Trecho do texto:
-------

Constelação sistêmica familiar e a saúde

Cada um de nós nasce em um grupo familiar, vinculando-se a ele e a seus membros. Nas constelações, o grupo familiar é mais extenso e engloba todos os membros que em algum momento fizeram parte dele, incluindo os natimortos e os que sofreram abortos.

A constelação é uma ferramenta terapêutica compilada pelo psicoterapeuta alemão Bert Hellinger, na década de 80. Consiste em acessar o campo de energia referente às experiências, positivas ou não, desse grupo familiar.

Uma constelação nos traz a possibilidade de olharmos para as situações que estão nos impedindo de seguir a vida adiante, sejam elas emocionais, físicas, profissionais, de relacionamentos, etc., e de as enxergarmos por um ângulo mais ampliado.

“As constelações de famílias e outros sistemas se tornaram bem conhecidos em um contexto de grupos. Este trabalho e as áreas de soluções psicoterapêuticas orientadas sistemicamente e fenomenologicamente têm alcançado uma significância fundamental nas áreas psicossociais e têm tido também efeitos em várias abordagens na terapia individual”(3).

Tudo o que acontece com as pessoas de um sistema fica registrado no campo de energia e o trabalho da constelação é ler esse campo e identificar, como dizia Bert Hellinger, onde o amor parou de fluir. Incluir o que foi excluído erroneamente. Por vezes, com a intenção de proteger os descendentes, algumas situações do grupo familiar não são sequer comentadas. Por exemplo: se aconteceu algum crime na família, esse fato torna-se um segredo familiar e isso precisa vir ao conhecimento de todos os descendentes para que nenhum deles, de forma inconsciente, identifique-se de alguma maneira com essa situação.

Hellinger mostra que o amor necessita de ordem para poder nutrir um sistema. Ele denominou essas condições que precisam estar presentes de ordens do amor: pertencimento, hierarquia e dar e receber.

-------

Dados:
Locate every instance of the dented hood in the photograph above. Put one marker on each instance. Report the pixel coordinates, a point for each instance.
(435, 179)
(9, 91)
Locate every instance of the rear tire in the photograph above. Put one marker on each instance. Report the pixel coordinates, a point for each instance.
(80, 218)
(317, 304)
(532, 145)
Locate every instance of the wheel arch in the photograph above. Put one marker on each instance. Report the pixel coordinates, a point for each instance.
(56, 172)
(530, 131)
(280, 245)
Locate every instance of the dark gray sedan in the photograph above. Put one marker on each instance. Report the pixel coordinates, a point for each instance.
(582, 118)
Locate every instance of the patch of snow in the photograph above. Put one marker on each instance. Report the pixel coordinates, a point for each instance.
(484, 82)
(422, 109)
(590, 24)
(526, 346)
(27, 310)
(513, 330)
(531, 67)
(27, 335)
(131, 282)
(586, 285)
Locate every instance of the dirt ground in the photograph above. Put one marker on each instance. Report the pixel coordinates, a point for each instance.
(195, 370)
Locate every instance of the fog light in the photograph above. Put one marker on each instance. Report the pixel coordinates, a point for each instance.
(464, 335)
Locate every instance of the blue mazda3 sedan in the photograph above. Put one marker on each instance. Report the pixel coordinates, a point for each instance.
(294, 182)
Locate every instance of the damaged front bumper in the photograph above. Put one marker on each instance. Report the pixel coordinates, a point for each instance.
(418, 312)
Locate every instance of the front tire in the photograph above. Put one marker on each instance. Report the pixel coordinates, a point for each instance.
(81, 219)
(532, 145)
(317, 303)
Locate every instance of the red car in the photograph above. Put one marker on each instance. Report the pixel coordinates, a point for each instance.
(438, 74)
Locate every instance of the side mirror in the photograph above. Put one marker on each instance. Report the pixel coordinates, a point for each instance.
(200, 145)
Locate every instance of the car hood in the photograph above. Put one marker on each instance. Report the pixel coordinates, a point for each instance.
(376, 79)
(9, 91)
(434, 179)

-------

Instruções de trabalho:
• A. Responda às perguntas abaixo com base no texto sobre constelação familiar:
(i) Quem compilou a constelação e em que década?
(ii) Segundo Bert Hellinger, o que o trabalho da constelação identifica ao ler o campo de energia?
(iii) Quais são as ordens do amor?
• B. Escreva a continuação do texto sobre constelação familiar a partir da última frase apresentada.

Respostas do exercício:
• A.
(i) O psicoterapeuta alemão Bert Hellinger, na década de 80.
(ii) Onde o amor parou de fluir.
(iii) Pertencimento, hierarquia e dar e receber.

• B.
Pertencimento – todos têm o direito de pertencer. É uma das primeiras necessidades do ser humano, sentir-se pertencente. Portanto, todos devem ser incluídos no sistema: os que foram abortados, os natimortos, aqueles que seguiram o caminho do vício ou de algum tipo de contravenção. E a família sequer fala sobre isso. Esses seres precisam ser incluídos no sistema para que os descendentes não tenham o impulso de ocuparem o lugar desse membro, mesmo que estejam inconscientes dessa falta.

Hierarquia – todo sistema possui uma hierarquia que precisa ser respeitada para que ele como um todo permaneça em equilíbrio. Essa hierarquia deve funcionar por ordem de chegada nesse plano de consciência, ou seja, quem nasceu primeiro tem precedência. Os pais são os maiores e os filhos serão sempre os pequenos. Os filhos mais velhos têm precedência sobre os filhos mais novos. Por exemplo: quando em uma família a mãe morre e a filha assume o papel da mãe, cuidando da casa, do pai e dos irmãos. A vida dessa filha provavelmente não vai fluir, pois há muito peso. Ela está ocupando um lugar que não é o dela. Ela deve ser somente a filha, ajudando, mas como filha.

Dar e receber – é importante que em uma relação em linha (por exemplo: entre casais ou entre sócios) o dar e o receber estejam em equilíbrio. Se um deles se sente dando ou recebendo mais que o outro, o sistema se desequilibra. Vemos isso acontecer muito entre casais e também entre sócios de empresas, entre irmãos, etc. E esse desequilíbrio entre o dar e receber é o motivo de muitas separações. Exemplificando: quando um dos cônjuges está desempregado, se não houver um acordo verbal sobre quais funções cada um vai desempenhar, um deles pode se sentir dando demais ou o outro pode se sentir recebendo muito e a relação ficar prejudicada.

O terapeuta em constelação sistêmica tem o papel de perceber em qual ou quais dessas ordens o sistema não está fluindo.

A desarmonia em uma ou mais dessas ordens pode gerar consequências (doenças) em nível físico ou emocional.

Bert Hellinger pesquisou várias teorias para trazer fundamentos para a constelação sistêmica. Para compreender o que acontece com os representantes em uma constelação, encontrou na teoria dos campos mórficos, de Rupert Sheldrake, o entendimento necessário.

“Tive uma experiência com os zulus, na África do Sul. Eles não pensam muito sobre a vida, somente em uma coisa, quando se encontram, um pergunta ao outro: você vive? O outro diz: ainda estou aqui. O essencial está totalmente em primeiro plano. Não é maravilhoso? Então podemos acordar pela manhã e dizer: estou aqui ainda… Assim o dia fica salvo”, relata Bert Hellinger(2).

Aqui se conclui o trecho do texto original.